» 作業内容
1. DJへのインタビューのうち、「ジャマイカに行ったことですかね。」で始まる段落を、主な事実を残して箇条書きにまとめ直してください。
2. DJへのインタビューから、「DJをすると言う事に対する価値観やリスペクトも全然違いましたね。」という一文を英語に訳してください。
3. ジャマイカ滞在を語るDJへのインタビューを、最後の文の後から書き継いでください。

» 提示された文章
※ ※ ※
あとは、子供のころからそういうカルチャーに触れる場所が身近にあって、自分もやってみよっかな、ってなりましたね。土地柄、元々レゲエやヒップホップ、スケボーとかそういうストリートカルチャーみたいなものは身近にあったので入りは自然だったかなと思います。
SHUNSUKE:
BayKlangSquadの仲間はそういう環境で出会った仲間??
NALU:
はい。今はクルーとしての活動はあまりしていなくて、個人個人のスキルを磨く時期に入ってるのかなと思ってます。別にクルーを解散する訳でも何でもないんですけど、今は個人での動きの方が活発です。ラッパーやオーガナイザーもいて昔は自分達でパーティも打ってました。またタイミングで何かやるんでしょうけど、焦って何かをしようとはだれも考えてないんじゃないかなと。
同じ振り付けでものすごい勢いで踊ってた
SHUNSUKE:
パーティカルチャーのようなものに影響を受けてキャリアをスタートしたとおもうんだけど、その中でも強く印象に残ってる曲とかってある?
NALU:
ELEPHANT MANのWILLIE BOUNCEです。中学上がる前とかに聞いたんですかね。海の家に覗きに行ってみんな同じ振り付けでものすごい勢いで踊ってたのを見て「うお!スゲエ!」ってなりましたね。今でも覚えてるんですけど、見に行ったのが水曜だったし、平日の昼間からこんなに人集まって踊るのかよ!みたいな衝撃もありました笑
1人でジャマイカに3か月滞在した事が今の自分を形成してる
SHUNSUKE:
東京をはじめとして色んな場所でDJを本当に沢山してると思うんだけど、今もレゲエをはじめとした音楽・クラブカルチャーにどっぷりな理由って何だと思う?
NALU:
ジャマイカに行ったことですかね。6年くらい前かな。1人でジャマイカに3か月滞在した事が今の自分を形成してると思います。観光ビザのギリギリまで行ってました。ジャマイカに、アフリカンシンボルというリアルラスタの方がいて、その方は日本人女性と結婚してるんですよ。その日本人女性が一旦日本に帰国するっていう流れになった時に「ジャマイカで私の代わりに仕事してくれない?」ってお話をいただいた事がきっかけで。
SHUNSUKE:
実際に滞在してみて、どういう影響を受けた?
NALU:
中々言葉で表現するの難しいんですけど、もうライフスタイルなんですよ。音楽が。そこが日本とは全然違うんです。まず日常に音楽が溢れてる量がまったく日本とは違うし。DJをすると言う事に対する価値観やリスペクトも全然違いましたね。滞在中に、近くのバーで「プレイさせてほしい!」って飛び込みで頼んだらやらせてくれて。それだけじゃなくて、きちんとギャラをくれたんですよ。勿論、手渡しでありがとなって感じでしたけど。お店側からしたら、いきなり飛び込んできた日本人じゃないですか?でもそれなりにみんなを楽しませたら、お金をくれて。DJに対するリスペクトが全然違うなって思いました。当時、プレイする事の難しさも感じたような気もするんですけど「これは辞められない!」って思う楽しさが遥かに勝ってたと言うか。今もその感覚は全く忘れてないですね。
※ ※ ※
» 記録一覧
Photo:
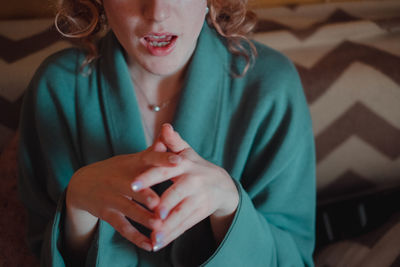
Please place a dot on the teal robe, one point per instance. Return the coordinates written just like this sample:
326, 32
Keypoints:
258, 128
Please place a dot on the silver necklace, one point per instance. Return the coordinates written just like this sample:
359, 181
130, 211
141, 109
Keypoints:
155, 107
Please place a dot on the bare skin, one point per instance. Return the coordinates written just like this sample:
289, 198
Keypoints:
106, 190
※ ※ ※
» 各作業の回答
1.
- 6年ほど前、1人でジャマイカに3か月滞在した。
- その滞在が今の自分を形成していると考えている。
- 滞在期間は観光ビザの期限ぎりぎりまでだった。
- ジャマイカには日本人女性と結婚しているアフリカンシンボルというリアルラスタの人物がいる。
- その日本人女性が一旦日本に帰国することになり、「ジャマイカで私の代わりに仕事してくれない?」と頼まれたのがきっかけだった。

2. The values and respect attached to being a DJ were completely different, too.

3.
あと、僕は観光ビザで行きましたけど、実際にはアフリカンシンボルの仕事を無償で手伝ってたので、地元の人が送るような生活もしてました。結構濃い経験だったなと今でも思います。車のタイヤ交換とかもしましたね笑
SHUNSUKE:
ダンスにも行きまくったとは思うけど、安全面ではどうだった?怖い経験とかはしなかったの?
NALU:
ありました。ジャマイカに到着した初日に遊びに行ったダンスで仲良くなったジャマイカ人が居て。そいつが最初はビールとか奢ってくれるんですよ、親切にしてくれたりして。こちらが信用したタイミングで「うまいビールが安く買える店があるから移動しよう。」って言われて路地裏に行ったらナイフ突き付けられてお金取られました。こんな怖い事が普通にあるんだって驚きましたね。やっぱり日本人だってだけで舐められたなって思うところもあるので、そこから堂々としていないとマズいなって思いました。堂々っていうよりオラついてるくらいじゃないと危ないなって。でもそれがあったからか、その先3か月間無事に過ごす事ができました。警戒心が生まれた出来事でしたね。
あとは、その3か月間を乗り越えた事で日本に帰ってからの厳しい出来事にも耐えられましたね。やっぱり、本当にこの音楽がやりたいって強く分かったのは大きな転機だなって。
SHUNSUKE:
リアルな経験や生活をしてみて、NALUとしてジャマイカやアメリカで活動してみたいとかって感情は生まれなかったの?
NALU:
そういう気持ちはあります。どこで何をやるとか、そういうのを考えてはいないですけどやってみたいっていう気持ちは少なからずありますね。
男性にはかっこよく遊んでほしい
SHUNSUKE:
今のクラブシーンに望むことや思う事、願う事ってある?
NALU:
クラブは出会いの場ではありますけど、男性にはかっこよく遊んでほしいなって思います。音楽関係なしに、もう次から次へとナンパする男とかいますけど、何しに来てるの?マジで思いますね。そういうナンパみたいなのばっかりになっちゃうと音楽好きな女の子たちも来なくなっちゃうし冷めちゃう。あくまで願いですけど、音楽という前提で遊びに来てほしいなって思ったりします。音楽を楽しみに来たうえで、スマートにかっこよく遊べる男が増えると良いなと。僕個人で言えば、もっともっと外国人のお客さんに遊びに来てほしいです。今インバウンドのお客さんがこれだけ来ている状態ですけど、もっともっと増えてほしい。もっともっとワールドワイドな選曲だったり音楽提示が出来たら楽しいんじゃないかなって思ってます。今遊びに来ている日本人のお客さんに物足りなさを感じているのかっていうとそういう訳じゃないけれど、外国人のようなバイブスで遊びに来るとより楽しめると思うんですよ。あとはクラブって曲を知れば知るほど、歌えるくらいに覚えてくると圧倒的に楽しさが変わると思います。無理やりじゃないですけど、絶対楽しいので勉強して遊びに来てくれたら良いなって思います。